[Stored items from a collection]
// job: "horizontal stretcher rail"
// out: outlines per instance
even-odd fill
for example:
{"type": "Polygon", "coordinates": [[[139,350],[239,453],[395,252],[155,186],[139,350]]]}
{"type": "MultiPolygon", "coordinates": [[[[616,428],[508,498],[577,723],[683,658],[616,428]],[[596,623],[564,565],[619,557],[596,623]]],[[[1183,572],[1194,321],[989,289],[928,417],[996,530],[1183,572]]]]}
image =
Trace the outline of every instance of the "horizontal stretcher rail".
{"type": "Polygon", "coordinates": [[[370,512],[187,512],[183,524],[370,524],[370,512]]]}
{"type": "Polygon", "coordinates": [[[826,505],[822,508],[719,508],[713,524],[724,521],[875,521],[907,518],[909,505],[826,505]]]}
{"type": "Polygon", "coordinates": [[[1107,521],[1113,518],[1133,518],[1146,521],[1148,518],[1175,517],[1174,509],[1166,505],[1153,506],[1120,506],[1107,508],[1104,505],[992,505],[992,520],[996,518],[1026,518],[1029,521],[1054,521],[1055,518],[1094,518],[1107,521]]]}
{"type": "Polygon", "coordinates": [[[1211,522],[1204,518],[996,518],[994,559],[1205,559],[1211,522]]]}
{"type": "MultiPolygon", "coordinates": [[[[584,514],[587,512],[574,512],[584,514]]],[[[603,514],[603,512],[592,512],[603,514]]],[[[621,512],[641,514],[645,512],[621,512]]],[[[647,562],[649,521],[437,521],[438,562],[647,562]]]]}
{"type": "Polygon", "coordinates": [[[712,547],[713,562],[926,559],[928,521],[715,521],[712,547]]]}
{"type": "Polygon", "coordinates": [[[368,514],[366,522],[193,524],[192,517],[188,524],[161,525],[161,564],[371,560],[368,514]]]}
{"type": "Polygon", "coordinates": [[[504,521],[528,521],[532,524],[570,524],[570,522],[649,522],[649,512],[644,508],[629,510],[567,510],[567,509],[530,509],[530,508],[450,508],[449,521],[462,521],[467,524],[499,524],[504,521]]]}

---

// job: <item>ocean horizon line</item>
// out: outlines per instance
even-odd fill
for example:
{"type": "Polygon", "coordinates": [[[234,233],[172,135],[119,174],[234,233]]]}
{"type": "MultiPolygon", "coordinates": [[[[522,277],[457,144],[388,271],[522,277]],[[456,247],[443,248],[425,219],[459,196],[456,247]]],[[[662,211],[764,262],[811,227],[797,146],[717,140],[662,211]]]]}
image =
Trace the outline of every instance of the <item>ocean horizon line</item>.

Exercise details
Put the data above into a numbered list, from the line containing "job: <item>ocean horizon line</item>" down to the line containing "Trace the outline of every instance of the <item>ocean", both included. Leave out blank lines.

Task answer
1. // job: <item>ocean horizon line</item>
2. // out: outlines per instance
3. even-odd fill
4. for example:
5. {"type": "Polygon", "coordinates": [[[234,233],[172,135],[119,174],[234,233]]]}
6. {"type": "MultiPolygon", "coordinates": [[[[522,277],[457,144],[388,271],[522,277]],[[456,247],[443,248],[425,219],[459,196],[456,247]]],[[[662,211],[764,262],[811,227],[797,146],[717,140],[662,211]]]]}
7. image =
8. Trace the outline of every instance of the <item>ocean horizon line</item>.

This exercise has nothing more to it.